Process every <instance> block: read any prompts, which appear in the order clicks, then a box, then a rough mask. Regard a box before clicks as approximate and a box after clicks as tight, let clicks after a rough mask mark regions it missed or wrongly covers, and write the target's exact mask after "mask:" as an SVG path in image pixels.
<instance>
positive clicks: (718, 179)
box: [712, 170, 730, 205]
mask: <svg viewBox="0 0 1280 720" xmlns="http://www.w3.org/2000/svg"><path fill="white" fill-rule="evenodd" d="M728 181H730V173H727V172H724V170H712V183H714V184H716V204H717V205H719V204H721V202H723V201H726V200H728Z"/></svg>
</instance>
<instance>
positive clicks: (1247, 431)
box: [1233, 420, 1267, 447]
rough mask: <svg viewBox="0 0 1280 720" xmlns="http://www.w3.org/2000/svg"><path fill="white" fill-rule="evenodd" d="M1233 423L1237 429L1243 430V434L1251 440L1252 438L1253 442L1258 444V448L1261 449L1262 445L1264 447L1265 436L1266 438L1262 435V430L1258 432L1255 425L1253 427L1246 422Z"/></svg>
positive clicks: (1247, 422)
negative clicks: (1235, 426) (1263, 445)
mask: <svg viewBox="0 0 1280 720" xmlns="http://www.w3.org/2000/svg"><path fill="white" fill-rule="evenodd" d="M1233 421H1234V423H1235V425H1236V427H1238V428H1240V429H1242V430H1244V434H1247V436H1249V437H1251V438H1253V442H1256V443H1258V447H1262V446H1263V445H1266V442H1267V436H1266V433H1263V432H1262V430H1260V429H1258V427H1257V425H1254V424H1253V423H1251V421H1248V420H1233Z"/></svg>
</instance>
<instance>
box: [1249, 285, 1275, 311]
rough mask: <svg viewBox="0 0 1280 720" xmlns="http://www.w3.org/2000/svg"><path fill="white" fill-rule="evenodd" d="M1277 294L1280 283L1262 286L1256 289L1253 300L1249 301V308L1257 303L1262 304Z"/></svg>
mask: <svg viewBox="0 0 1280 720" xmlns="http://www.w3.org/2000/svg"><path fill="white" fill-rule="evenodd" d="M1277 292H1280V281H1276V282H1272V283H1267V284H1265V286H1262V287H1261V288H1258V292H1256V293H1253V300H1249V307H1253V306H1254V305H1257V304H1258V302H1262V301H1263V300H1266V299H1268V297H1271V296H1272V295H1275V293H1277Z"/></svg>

- - -

WORK ITEM :: Look through the data above and report every line in which "positive" appears.

RESULT OF THE EXERCISE ::
positive clicks: (718, 179)
positive clicks: (1247, 431)
positive clicks: (1247, 422)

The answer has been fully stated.